### EXTRAIT RETENU
Quelques pensées sur la Syrie

lundi 20 avril 2015, par Leila Al Shami

En 2011, le peuple syrien, partie prenante d’un soulèvement transnational à travers la région, s’est révolté en grand nombre exigeant la chute du régime. Ce fut une rébellion populaire spontanée, originaire des zones rurales et urbaines défavorisées. C’était une réponse à des décennies de dictature, à un État policier répressif, à une élite mafieuse et aux politiques néolibérales du régime baassiste qui avait appauvri de larges secteurs de la population.

Ce fut un mouvement sans chef qui unissait les personnes au-delà des barrières de classe, d’ethnie et de religion. Les jeunes hommes et femmes se sont organisé•e•s horizontalement dans les comités qui ont surgi dans les villes et villages à travers le pays pour coordonner les manifestations et les campagnes de désobéissance civile, et pour envoyer de l’aide aux communautés assiégées et bombardées. Dans les comités, les activistes ont travaillé pour coordonner les exigences de la révolution à travers le pays — pour la chute du régime et pour une transition vers un état civil, démocratique et non sectaire. Au fil du temps, face à l’augmentation et à la brutalité sauvage de la répression étatique, le peuple s’est armé et organisé en milices populaires pour défendre les manifestants et leurs communautés contre les attaques. En 2012 il y avait un affrontement militaire entre, d’une part, une multitude de milices populaires vaguement regroupées sous l’étiquette « Armée libre » et, d’autre part, l’État.

### ENREGISTREMENTS FOURNIS
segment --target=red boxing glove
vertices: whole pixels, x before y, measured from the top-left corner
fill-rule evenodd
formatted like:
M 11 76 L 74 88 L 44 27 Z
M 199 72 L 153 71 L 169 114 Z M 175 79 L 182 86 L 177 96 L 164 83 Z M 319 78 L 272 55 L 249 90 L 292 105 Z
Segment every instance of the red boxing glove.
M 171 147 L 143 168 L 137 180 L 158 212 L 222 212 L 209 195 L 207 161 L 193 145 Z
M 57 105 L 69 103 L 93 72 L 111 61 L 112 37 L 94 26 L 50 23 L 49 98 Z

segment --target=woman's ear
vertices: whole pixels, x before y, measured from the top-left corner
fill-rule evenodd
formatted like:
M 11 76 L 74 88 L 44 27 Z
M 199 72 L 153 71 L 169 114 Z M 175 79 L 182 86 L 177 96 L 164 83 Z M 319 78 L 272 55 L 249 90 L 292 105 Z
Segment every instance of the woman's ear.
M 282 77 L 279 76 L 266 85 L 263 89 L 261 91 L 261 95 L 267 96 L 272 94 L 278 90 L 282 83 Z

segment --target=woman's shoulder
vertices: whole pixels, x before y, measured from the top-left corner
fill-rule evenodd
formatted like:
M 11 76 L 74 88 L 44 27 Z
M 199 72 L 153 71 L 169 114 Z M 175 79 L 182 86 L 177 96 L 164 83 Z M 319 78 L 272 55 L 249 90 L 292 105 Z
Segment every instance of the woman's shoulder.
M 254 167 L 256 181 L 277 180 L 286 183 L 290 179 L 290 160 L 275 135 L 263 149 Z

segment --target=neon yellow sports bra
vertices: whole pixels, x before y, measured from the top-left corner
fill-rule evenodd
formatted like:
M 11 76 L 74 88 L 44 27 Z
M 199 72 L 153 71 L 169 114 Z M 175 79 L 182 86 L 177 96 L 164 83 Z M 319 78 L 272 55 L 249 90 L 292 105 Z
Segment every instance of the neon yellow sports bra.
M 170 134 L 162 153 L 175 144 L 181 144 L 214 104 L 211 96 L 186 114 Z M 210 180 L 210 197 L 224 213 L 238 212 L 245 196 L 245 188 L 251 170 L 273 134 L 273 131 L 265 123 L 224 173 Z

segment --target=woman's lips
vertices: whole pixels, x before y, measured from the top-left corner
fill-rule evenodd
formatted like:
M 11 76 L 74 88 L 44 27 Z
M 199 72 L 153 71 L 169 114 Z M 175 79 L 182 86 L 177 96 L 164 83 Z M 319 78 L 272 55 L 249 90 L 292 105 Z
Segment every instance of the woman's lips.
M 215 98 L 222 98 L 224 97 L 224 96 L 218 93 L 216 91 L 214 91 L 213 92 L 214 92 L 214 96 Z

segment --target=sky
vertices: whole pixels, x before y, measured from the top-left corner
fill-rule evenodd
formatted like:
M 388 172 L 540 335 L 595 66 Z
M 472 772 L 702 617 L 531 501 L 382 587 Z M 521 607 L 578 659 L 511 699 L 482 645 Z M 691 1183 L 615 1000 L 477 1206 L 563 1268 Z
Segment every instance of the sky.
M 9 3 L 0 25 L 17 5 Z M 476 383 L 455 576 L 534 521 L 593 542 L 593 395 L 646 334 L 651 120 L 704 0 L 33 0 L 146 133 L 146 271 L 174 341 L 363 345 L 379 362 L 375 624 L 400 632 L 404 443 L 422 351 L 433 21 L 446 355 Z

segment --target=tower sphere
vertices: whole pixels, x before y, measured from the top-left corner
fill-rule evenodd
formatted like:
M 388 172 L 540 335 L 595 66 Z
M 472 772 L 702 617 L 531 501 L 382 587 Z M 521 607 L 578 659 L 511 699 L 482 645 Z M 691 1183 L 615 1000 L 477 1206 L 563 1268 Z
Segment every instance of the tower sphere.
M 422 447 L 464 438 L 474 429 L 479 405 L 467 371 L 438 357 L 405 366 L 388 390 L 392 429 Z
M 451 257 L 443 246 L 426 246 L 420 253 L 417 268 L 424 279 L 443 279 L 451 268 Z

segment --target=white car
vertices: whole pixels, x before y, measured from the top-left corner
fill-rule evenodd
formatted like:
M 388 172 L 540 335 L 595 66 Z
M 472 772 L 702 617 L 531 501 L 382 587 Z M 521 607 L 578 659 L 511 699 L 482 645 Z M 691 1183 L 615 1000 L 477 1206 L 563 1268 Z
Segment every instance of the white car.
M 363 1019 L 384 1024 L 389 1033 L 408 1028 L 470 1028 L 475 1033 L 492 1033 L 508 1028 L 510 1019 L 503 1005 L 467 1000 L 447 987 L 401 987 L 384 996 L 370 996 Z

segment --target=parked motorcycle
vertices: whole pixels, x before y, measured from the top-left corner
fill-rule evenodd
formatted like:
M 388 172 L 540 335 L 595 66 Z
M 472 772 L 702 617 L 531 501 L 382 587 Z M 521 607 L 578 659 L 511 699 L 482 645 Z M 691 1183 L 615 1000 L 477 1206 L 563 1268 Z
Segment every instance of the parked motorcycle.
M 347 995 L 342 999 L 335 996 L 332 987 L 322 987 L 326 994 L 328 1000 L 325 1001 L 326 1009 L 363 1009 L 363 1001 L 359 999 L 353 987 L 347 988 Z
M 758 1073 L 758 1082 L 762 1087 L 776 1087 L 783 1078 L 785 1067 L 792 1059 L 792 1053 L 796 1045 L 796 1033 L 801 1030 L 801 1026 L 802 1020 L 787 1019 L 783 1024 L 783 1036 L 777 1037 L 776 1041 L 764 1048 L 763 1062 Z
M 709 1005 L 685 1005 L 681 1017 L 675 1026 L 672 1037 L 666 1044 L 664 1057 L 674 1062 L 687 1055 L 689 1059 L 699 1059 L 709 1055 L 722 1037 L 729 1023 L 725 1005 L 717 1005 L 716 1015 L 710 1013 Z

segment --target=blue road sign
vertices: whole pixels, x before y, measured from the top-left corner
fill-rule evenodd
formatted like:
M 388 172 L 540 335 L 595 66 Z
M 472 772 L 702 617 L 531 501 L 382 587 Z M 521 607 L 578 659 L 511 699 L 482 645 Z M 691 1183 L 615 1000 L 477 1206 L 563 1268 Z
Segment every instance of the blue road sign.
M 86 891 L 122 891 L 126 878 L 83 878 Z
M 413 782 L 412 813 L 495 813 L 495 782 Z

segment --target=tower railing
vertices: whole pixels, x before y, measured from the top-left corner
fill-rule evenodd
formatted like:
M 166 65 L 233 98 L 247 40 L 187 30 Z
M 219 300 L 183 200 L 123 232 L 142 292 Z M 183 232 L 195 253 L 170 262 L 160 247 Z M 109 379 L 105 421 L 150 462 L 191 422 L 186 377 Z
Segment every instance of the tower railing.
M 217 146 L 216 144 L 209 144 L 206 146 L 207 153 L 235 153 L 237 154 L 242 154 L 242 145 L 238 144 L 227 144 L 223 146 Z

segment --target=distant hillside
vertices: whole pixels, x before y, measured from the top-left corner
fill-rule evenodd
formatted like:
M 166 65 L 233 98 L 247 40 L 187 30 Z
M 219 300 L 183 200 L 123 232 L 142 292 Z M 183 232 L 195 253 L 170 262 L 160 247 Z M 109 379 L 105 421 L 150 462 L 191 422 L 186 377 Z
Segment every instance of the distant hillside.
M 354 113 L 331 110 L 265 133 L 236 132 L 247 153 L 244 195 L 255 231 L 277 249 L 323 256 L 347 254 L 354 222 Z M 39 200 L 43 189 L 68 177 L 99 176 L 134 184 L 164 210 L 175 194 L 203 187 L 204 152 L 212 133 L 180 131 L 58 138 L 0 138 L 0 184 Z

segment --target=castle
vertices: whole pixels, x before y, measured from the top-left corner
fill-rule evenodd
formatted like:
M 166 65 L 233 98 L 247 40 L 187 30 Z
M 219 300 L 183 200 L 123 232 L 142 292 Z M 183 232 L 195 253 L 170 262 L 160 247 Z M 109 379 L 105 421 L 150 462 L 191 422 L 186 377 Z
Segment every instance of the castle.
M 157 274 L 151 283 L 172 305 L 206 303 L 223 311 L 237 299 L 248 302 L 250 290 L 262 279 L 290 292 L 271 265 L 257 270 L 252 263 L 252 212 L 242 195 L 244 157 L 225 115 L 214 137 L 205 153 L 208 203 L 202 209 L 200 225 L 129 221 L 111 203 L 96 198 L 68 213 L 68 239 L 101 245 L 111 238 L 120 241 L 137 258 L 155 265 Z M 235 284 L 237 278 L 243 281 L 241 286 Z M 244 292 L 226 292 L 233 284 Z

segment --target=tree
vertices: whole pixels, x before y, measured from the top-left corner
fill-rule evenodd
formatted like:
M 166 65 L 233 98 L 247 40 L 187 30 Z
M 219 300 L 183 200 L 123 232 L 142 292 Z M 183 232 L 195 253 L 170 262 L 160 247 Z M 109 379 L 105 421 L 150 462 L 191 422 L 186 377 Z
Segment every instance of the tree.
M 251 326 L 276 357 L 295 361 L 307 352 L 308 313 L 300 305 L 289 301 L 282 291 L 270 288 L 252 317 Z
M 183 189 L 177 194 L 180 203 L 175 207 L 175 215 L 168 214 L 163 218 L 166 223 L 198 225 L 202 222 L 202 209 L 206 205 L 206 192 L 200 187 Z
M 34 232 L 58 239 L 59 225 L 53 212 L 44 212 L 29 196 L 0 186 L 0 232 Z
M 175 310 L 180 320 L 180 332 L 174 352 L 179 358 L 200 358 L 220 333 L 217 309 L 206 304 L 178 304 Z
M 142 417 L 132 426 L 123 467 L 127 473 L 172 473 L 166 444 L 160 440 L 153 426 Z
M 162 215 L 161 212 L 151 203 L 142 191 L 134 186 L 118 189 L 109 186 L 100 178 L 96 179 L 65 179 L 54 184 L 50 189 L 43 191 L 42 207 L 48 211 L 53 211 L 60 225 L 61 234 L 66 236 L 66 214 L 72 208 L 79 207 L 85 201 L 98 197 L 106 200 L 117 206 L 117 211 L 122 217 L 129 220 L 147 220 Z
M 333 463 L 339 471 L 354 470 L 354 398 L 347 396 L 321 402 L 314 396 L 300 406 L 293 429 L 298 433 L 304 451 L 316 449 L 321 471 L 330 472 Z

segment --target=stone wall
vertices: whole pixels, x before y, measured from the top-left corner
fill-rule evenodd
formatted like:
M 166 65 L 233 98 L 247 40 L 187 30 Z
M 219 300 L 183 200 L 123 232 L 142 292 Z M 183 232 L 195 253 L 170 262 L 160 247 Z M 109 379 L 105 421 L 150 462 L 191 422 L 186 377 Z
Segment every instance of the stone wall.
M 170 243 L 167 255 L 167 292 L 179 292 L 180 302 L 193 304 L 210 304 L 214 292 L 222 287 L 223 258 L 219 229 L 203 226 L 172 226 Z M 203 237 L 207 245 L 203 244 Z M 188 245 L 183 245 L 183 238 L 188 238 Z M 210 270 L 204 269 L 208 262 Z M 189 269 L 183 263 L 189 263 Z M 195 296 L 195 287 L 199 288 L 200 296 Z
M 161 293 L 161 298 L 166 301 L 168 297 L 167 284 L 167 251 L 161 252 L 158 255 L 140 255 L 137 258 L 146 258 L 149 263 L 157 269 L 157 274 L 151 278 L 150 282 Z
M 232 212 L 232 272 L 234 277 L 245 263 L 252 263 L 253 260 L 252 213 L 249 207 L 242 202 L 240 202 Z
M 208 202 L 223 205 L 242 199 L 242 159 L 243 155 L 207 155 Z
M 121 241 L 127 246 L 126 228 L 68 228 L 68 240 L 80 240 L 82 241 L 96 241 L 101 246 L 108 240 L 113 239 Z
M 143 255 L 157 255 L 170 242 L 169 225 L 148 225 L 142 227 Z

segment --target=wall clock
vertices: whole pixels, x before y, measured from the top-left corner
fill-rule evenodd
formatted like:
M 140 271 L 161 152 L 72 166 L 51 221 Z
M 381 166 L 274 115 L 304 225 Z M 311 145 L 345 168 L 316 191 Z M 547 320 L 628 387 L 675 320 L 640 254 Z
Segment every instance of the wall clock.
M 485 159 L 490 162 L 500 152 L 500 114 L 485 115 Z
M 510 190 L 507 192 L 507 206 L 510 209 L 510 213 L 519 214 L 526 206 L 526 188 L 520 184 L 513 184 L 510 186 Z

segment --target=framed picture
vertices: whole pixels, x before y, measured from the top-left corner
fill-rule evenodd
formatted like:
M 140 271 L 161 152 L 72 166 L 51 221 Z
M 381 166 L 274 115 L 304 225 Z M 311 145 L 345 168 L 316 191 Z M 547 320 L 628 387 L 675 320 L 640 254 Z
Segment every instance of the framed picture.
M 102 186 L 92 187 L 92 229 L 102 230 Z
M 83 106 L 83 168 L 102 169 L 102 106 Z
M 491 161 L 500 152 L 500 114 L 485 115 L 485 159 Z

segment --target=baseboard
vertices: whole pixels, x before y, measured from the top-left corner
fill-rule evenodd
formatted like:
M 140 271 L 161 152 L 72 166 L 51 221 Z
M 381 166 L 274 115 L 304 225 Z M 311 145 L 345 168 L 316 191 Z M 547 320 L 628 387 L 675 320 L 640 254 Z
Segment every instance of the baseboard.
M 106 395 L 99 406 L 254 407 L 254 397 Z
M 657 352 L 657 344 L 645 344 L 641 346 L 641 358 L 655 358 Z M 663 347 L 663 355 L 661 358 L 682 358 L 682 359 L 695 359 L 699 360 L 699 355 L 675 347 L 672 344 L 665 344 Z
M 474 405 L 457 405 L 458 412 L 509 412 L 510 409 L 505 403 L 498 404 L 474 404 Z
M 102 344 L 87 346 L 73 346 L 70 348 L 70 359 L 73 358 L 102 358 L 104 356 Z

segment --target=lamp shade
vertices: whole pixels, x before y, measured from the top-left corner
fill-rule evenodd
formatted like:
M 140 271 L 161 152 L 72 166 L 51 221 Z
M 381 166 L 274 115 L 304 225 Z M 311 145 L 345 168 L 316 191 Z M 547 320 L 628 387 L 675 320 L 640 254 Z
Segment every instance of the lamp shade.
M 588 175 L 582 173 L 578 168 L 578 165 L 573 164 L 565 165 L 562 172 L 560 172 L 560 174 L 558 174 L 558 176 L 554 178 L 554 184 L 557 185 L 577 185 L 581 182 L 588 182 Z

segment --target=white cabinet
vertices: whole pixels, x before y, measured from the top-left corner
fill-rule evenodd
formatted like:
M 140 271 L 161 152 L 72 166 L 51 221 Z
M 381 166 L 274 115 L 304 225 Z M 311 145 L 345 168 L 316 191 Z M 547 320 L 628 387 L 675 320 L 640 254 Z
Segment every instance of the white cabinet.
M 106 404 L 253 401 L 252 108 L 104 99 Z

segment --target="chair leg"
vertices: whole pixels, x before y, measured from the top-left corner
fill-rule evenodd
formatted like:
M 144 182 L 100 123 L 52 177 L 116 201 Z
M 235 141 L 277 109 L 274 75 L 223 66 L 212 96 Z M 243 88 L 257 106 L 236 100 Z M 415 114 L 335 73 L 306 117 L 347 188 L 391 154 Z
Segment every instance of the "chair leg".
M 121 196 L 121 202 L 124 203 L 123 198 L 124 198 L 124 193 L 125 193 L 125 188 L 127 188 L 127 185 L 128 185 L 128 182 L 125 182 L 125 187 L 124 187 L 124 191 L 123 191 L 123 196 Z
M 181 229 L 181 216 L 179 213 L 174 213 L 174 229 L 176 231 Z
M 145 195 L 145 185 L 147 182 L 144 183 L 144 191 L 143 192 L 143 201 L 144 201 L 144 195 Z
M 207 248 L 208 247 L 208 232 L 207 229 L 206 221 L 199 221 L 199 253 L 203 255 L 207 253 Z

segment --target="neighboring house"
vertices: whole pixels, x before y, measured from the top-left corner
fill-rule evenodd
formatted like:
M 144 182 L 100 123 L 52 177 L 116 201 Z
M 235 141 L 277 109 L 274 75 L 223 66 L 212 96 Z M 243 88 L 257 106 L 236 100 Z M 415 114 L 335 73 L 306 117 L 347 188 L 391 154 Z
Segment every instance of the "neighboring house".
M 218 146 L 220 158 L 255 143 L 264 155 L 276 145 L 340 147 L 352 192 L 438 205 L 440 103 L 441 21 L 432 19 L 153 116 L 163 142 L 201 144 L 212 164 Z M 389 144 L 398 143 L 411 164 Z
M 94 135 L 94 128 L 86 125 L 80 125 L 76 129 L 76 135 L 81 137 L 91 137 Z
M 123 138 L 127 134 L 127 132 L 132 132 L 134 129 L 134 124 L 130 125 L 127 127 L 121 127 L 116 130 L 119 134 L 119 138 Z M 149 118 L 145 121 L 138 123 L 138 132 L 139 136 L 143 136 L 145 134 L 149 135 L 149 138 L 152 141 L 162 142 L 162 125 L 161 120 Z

### TRAVAIL DEMANDÉ
[1] Transcrivez sans modification le passage de l'extrait sur la Syrie qui va de « En 2011, le » jusqu'à « de la population. ».
[2] Présentez sous forme de liste numérotée, sans les lignes vides, uniquement les lignes des enregistrements comprises entre celle qui contient « segment --target=woman's lips » et celle qui contient « M 451 257 L », bornes incluses.
L'extrait et les enregistrements proviennent de sources distinctes.

### SOLUTIONS PROPOSÉES
[1]
En 2011, le peuple syrien, partie prenante d’un soulèvement transnational à travers la région, s’est révolté en grand nombre exigeant la chute du régime. Ce fut une rébellion populaire spontanée, originaire des zones rurales et urbaines défavorisées. C’était une réponse à des décennies de dictature, à un État policier répressif, à une élite mafieuse et aux politiques néolibérales du régime baassiste qui avait appauvri de larges secteurs de la population.

[2]
1. segment --target=woman's lips
2. vertices: whole pixels, x before y, measured from the top-left corner
3. fill-rule evenodd
4. formatted like:
5. M 11 76 L 74 88 L 44 27 Z
6. M 199 72 L 153 71 L 169 114 Z M 175 79 L 182 86 L 177 96 L 164 83 Z M 319 78 L 272 55 L 249 90 L 292 105 Z
7. Segment every instance of the woman's lips.
8. M 215 98 L 222 98 L 224 97 L 224 96 L 218 93 L 216 91 L 214 91 L 213 92 L 214 92 L 214 96 Z
9. segment --target=sky
10. vertices: whole pixels, x before y, measured from the top-left corner
11. fill-rule evenodd
12. formatted like:
13. M 388 172 L 540 335 L 595 66 Z
14. M 472 772 L 702 617 L 531 501 L 382 587 Z M 521 607 L 578 659 L 511 699 L 482 645 Z M 691 1183 L 615 1000 L 477 1206 L 563 1268 Z
15. Segment every instance of the sky.
16. M 9 3 L 0 25 L 17 5 Z M 476 383 L 455 576 L 534 521 L 593 542 L 593 395 L 646 334 L 651 120 L 704 0 L 33 0 L 146 133 L 146 271 L 174 341 L 363 345 L 379 362 L 375 624 L 400 632 L 404 443 L 422 351 L 433 21 L 446 355 Z
17. segment --target=tower sphere
18. vertices: whole pixels, x before y, measured from the top-left corner
19. fill-rule evenodd
20. formatted like:
21. M 388 172 L 540 335 L 595 66 Z
22. M 472 772 L 702 617 L 531 501 L 382 587 Z M 521 607 L 578 659 L 511 699 L 482 645 Z M 691 1183 L 615 1000 L 477 1206 L 563 1268 Z
23. Segment every instance of the tower sphere.
24. M 422 447 L 464 438 L 474 429 L 479 405 L 467 371 L 438 357 L 405 366 L 388 390 L 392 429 Z
25. M 451 257 L 443 246 L 426 246 L 420 253 L 417 268 L 424 279 L 443 279 L 451 268 Z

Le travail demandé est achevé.